• TEXT PASSAGE
Video Eyewear specialists Vuzix Corporation are making progress with its WaveGuide technology for advanced augmented reality glasses
The ambitious Britsh company was founded ten years ago and has been developing advanced proprietary display technology for the military and industrial sectors. Thanks to the publicity surrounding Google Glass, the company has been featured a lot in the media as their technology is often compared.
I met the Vuzix team at the AR Summit in London and was shown some breakthough technology called WaveGuide but I was first introduced to the Vuzix M100 – a soon to launch pair of augmented reality smart glasses designed for smart phones that takes visuals hands free. An SDK has been made available to developers to produce bespoke apps for the device which displays basic web content and other data in a small full colour 16:9 WQVGA display which hovers above one of the user’s eyes.
3-degree of freedom head tracking is achieved using a gyro, accelerometer and mag/integrated compass plus GPS adds spacial and positional awareness. Like Google Glass, an integrated camera enables 720p video recording and still image capture which can be stored on a microSD card. This combination means, with the right app, the smart glasses can determine where and what you are looking at, enabling seamless actions relevant to your environment and objects in your proximity.
One of the apps that has been created is hands free working in a warehouse so a fork lift driver wearing the glasses can see augmented data such as incoming pick requests, guidance to the correct aisles and barcode scanning (just by looking at the object). This would have been very useful for me when I was a Tesco.com shopper which was a race-against-the-clock to find all the products on a customer’s shopping list!
Another scenario Vuzix imagines is when people are out shopping and spot an interesting item on the shelf. A quick snapshot of the barcode and the smart glasses enhanced app goes off to the Cloud, finds the product and competitive product and displays the data. If a more attractive offer is available elsewhere, the wearer can instantly place their order, then and there.
The M100 is expected to be released for approximately $800 in the last quarter of this year but the developer kit is already available. The SDK can convert existing Android applications suitable for the small display.
The most obvious question is how the M100 will compare to the Google Glass, due for consumer launch next year but a spokesman wasn't concerned saying: “The differences are that the Google Glass is more consumer focused and always relies on the cloud. Our product is designed for professional uses and stores applications independently."

• ASSIGNMENT 1
Can you sum up this article on Vuzix smart glasses in two sentences?
• ASSIGNMENT 2
Could you retype the article word for word, from "3-degree of freedom" to "in your proximity."?
Rely on the article alone.

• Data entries
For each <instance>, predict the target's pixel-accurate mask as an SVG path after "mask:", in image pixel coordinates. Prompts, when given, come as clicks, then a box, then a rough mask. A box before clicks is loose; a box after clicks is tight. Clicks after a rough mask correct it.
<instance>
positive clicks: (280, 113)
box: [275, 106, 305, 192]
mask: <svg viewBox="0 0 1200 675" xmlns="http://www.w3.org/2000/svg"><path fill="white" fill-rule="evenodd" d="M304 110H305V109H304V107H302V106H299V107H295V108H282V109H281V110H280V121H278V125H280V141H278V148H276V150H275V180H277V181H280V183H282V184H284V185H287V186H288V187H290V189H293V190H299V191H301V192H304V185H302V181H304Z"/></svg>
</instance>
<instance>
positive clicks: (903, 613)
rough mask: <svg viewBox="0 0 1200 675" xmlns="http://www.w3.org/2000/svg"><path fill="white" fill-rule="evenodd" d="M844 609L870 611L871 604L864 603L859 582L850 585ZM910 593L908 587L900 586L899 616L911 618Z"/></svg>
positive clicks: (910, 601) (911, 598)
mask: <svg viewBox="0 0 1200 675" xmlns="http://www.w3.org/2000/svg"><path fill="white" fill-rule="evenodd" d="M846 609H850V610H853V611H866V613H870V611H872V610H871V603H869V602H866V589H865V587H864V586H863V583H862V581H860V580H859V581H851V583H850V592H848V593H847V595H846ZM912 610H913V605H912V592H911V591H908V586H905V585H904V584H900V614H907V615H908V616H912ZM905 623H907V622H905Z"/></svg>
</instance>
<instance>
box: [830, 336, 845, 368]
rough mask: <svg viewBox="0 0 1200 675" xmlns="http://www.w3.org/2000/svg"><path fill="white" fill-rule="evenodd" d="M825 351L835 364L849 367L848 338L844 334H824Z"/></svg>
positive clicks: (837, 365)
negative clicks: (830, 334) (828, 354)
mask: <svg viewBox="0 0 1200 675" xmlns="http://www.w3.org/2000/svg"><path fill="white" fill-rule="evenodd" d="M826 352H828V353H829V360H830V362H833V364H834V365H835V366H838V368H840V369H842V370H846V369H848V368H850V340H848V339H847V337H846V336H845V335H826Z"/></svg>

• RESPONSE 1
Vuzix, which develops display technology for the military and industrial sectors, showed its WaveGuide technology and its M100 smart glasses, which show data on a small display above one eye, track head movement and position, and record video with an integrated camera. Apps for the M100 include hands-free warehouse work and in-store price comparison, and the glasses are expected to cost about $800 at release in the last quarter of the year, with a spokesman saying they differ from Google Glass by targeting professional uses and storing applications independently.

• RESPONSE 2
3-degree of freedom head tracking is achieved using a gyro, accelerometer and mag/integrated compass plus GPS adds spacial and positional awareness. Like Google Glass, an integrated camera enables 720p video recording and still image capture which can be stored on a microSD card. This combination means, with the right app, the smart glasses can determine where and what you are looking at, enabling seamless actions relevant to your environment and objects in your proximity.